# [TASK 1]
Answer these questions from the excerpt about pandemic dating:
(a) When did the writer start working at the restaurant?
(b) At what time was the planned date supposed to happen?
(c) What did the man say he had been drinking when he blacked out?
# [TASK 2]
Write out the part of the pandemic dating excerpt starting with "It appeared that" and going on through "her. Oh no.".
# [TASK 3]
Continue the excerpt about pandemic dating from where it stops.

# [TEXT EXCERPT]
- - - - - - -
For the majority of the pandemic, I carried on remote relationships with multiple white men. But I never met up with anyone because I was too afraid to go outside.

Photo credit: Hearst Owned
Photo credit: Hearst Owned

It appeared that these men were seeking Asian women out.

I started working at a restaurant in late 2020 and one of my coworkers was also a single East Asian woman named Sheryl. I had just started talking to Adam (a white guy) a few weeks prior, and felt like this was the one I was finally going to meet in person.

At this point, I felt I had basically been re-virginalized and the Chaotic Street Legend days felt like a fever dream. I was afraid to actually go through with the date. As soon as Sheryl saw his picture, she said, “I’m talking to him, too.” She’d matched with him shortly before I had. Then, she showed me a photo of the guy she was currently seeing. I recognized him as one of the people I was infrequently messaging. When I told Sheryl, we both cringe-laughed. We then went through all of our matches and almost every single white guy I matched with also matched with her. Oh no.

Photo credit: Hearst Owned
Photo credit: Hearst Owned

Sheryl and I look nothing alike. We have completely different personalities and, consequently, Tinder profiles. The only thing we have in common was that we are Asian. We’d been targeted by a group of men I like to call “White Guys Who Lived In Japan And It’s Their Entire Personality.” There’s nothing wrong with white guys who have lived in Japan, but some of them hail from the dark parts of the webternet where misogyny and racism converge on one sad Reddit forum. It was dehumanizing.

I decided I would still try to meet up with that guy. We were supposed to have a date at 9 p.m. and he stopped replying to my texts an hour earlier. I was relieved in a lot of ways to be ghosted. Then, the next day he texted me at 7 a.m. saying he had blacked out while drinking eggnog (the caucasity) and had just woken up at the bottom of the stairs with a swollen head. That was about 18 red flags too many, and I ended up blocking him on everything.

Photo credit: Hearst Owned
Photo credit: Hearst Owned

For Asian women, the most harmful and dehumanizing stereotypes are disguised as compliments.

Think: “You’re all so smart!” And we are supposed to be thankful when we get slapped across the face with them. The trouble is a lot of Asians buy into this internalized racism against themselves. Many Asian men think Asian women are actually these crude sexualized stereotypes—and they should be that for them.
- - - - - - -
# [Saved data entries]
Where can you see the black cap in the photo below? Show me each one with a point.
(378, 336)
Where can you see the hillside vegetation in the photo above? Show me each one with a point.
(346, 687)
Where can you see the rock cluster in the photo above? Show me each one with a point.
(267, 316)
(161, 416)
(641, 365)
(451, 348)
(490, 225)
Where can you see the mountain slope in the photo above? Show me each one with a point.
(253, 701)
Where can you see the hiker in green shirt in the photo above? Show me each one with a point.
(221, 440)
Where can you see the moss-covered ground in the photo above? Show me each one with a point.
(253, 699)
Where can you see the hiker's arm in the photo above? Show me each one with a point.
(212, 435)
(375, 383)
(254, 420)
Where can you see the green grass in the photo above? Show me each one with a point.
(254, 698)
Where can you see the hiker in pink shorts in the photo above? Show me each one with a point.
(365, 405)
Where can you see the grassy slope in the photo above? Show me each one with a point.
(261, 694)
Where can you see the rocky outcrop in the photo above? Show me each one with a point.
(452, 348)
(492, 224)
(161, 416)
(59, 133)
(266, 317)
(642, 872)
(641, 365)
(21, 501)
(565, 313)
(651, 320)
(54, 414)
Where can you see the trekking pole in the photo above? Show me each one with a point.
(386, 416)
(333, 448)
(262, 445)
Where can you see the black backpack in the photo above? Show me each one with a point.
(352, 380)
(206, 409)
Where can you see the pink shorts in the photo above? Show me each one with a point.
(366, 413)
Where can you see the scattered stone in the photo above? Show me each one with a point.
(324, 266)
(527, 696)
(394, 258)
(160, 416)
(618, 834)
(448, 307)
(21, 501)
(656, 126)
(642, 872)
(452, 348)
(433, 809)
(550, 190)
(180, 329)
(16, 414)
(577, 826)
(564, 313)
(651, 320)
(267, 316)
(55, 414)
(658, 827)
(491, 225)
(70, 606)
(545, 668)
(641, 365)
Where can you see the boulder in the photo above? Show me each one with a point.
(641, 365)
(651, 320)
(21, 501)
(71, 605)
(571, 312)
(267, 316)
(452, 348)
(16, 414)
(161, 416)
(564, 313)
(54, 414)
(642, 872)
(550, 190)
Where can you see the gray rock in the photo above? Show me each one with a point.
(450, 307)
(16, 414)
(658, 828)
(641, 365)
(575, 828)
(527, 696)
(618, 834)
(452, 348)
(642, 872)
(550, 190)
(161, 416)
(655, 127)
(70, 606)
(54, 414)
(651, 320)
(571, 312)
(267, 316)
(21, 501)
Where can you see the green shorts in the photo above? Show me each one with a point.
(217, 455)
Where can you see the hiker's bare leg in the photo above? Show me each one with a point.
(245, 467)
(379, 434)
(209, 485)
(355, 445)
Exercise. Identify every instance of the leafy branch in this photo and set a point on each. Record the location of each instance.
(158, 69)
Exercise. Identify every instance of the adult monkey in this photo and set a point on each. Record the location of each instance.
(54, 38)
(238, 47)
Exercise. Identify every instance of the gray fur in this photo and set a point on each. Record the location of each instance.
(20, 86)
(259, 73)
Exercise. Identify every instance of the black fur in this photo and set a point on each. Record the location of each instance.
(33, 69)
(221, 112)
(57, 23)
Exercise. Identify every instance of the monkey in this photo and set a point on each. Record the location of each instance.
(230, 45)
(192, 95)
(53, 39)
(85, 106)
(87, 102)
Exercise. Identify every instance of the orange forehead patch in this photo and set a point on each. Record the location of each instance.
- - - - - - -
# [WRITTEN REPLY 1]
(a) Late 2020
(b) 9 p.m.
(c) Eggnog

# [WRITTEN REPLY 2]
It appeared that these men were seeking Asian women out.

I started working at a restaurant in late 2020 and one of my coworkers was also a single East Asian woman named Sheryl. I had just started talking to Adam (a white guy) a few weeks prior, and felt like this was the one I was finally going to meet in person.

At this point, I felt I had basically been re-virginalized and the Chaotic Street Legend days felt like a fever dream. I was afraid to actually go through with the date. As soon as Sheryl saw his picture, she said, “I’m talking to him, too.” She’d matched with him shortly before I had. Then, she showed me a photo of the guy she was currently seeing. I recognized him as one of the people I was infrequently messaging. When I told Sheryl, we both cringe-laughed. We then went through all of our matches and almost every single white guy I matched with also matched with her. Oh no.

# [WRITTEN REPLY 3]
I did end up dating one person during the pandemic, and it was, indeed, a white guy. After sleeping with him a few times, I saw a bumper sticker on his car that said “Stop Asian Hate.” I’m not sure if it had always been there or if he had just put it on after we had sex. But I thought it would be funny if he had put it on after we hooked up, so I took a picture of it and tweeted it as a joke. The tweet went viral.

Most people found it humorous, but there was backlash mostly from Asian men who found it degrading that someone wouldn’t consider Asians important unless they were sexually involved with one. I understood the backlash. But, to be honest, I don’t know to this day if he had put the sticker on before he met me, and at this point, I am too scared to ask.

And even while writing this, I’m concerned about how I am coming across. The internet has done a number on my anxiety levels. Talking about dating white men has been especially dangerous for me since every time I do, I am met with a wave of bizarre DMs and comments. However, as I said, the last few years have been a time of healing from dating as an Asian woman. By that I don’t only mean healing myself of harmful ideas I internalized due to my culture, but healing myself of existing for external validation.

I am at the place where I can see that I care about what other people think and I want so much to do everything for their approval, but I am also understanding that that isn’t how I will achieve my happiness. Knowing that, I feel closer than ever to being a Chaotic Street Legend.